## START

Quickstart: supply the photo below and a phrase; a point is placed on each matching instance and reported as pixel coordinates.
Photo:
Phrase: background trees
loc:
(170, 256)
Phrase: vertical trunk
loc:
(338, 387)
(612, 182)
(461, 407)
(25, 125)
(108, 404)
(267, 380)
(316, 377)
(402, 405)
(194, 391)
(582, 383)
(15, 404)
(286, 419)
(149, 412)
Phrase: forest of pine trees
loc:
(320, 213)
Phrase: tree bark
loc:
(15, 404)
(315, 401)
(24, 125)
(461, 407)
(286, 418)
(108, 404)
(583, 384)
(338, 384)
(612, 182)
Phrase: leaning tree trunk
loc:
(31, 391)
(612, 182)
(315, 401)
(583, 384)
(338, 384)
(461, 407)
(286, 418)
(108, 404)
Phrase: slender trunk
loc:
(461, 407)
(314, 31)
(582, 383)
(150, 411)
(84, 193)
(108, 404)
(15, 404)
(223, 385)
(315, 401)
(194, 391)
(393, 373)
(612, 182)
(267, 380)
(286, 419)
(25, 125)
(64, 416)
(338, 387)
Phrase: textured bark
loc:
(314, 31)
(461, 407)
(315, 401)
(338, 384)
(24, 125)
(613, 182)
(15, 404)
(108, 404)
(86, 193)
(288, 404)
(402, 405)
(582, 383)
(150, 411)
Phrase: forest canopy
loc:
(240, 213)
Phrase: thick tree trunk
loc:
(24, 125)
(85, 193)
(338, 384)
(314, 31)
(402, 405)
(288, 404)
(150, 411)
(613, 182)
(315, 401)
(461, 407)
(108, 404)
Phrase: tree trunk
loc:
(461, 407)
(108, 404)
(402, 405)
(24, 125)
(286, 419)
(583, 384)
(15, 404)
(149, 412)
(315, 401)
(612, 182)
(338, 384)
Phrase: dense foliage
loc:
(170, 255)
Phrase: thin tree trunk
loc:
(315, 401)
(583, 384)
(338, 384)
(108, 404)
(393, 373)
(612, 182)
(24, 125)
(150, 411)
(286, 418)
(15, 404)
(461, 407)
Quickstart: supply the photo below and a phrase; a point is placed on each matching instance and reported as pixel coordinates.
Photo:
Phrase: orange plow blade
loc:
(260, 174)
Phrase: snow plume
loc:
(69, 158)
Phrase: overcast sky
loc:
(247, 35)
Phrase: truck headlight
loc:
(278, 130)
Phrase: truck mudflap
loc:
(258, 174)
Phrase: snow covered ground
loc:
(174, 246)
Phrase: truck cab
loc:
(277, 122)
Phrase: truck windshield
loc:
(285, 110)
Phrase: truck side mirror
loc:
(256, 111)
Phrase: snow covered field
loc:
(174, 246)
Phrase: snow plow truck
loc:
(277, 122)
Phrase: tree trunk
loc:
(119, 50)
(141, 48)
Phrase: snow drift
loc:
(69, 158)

## END

EXERCISE PROMPT:
Only the lines from the one containing "Phrase: dense foliage" through the end of the entries above belong in the answer; repeat them exactly.

FULL ANSWER:
Phrase: dense foliage
loc:
(170, 255)
Phrase: thin tree trunk
loc:
(315, 401)
(583, 384)
(338, 384)
(108, 404)
(393, 373)
(612, 182)
(24, 125)
(150, 411)
(286, 418)
(15, 404)
(461, 407)
Quickstart: supply the photo below and a phrase; a point is placed on each matching instance and reported as pixel coordinates.
Photo:
Phrase: orange plow blade
loc:
(260, 174)
Phrase: snow plume
loc:
(69, 158)
Phrase: overcast sky
loc:
(247, 35)
Phrase: truck headlight
loc:
(278, 130)
Phrase: truck mudflap
loc:
(258, 174)
Phrase: snow covered ground
loc:
(174, 246)
Phrase: truck cab
loc:
(277, 122)
Phrase: truck windshield
loc:
(285, 110)
Phrase: truck side mirror
loc:
(256, 111)
Phrase: snow covered field
loc:
(174, 246)
Phrase: snow plow truck
loc:
(277, 122)
Phrase: tree trunk
loc:
(119, 50)
(141, 48)
Phrase: snow drift
loc:
(69, 158)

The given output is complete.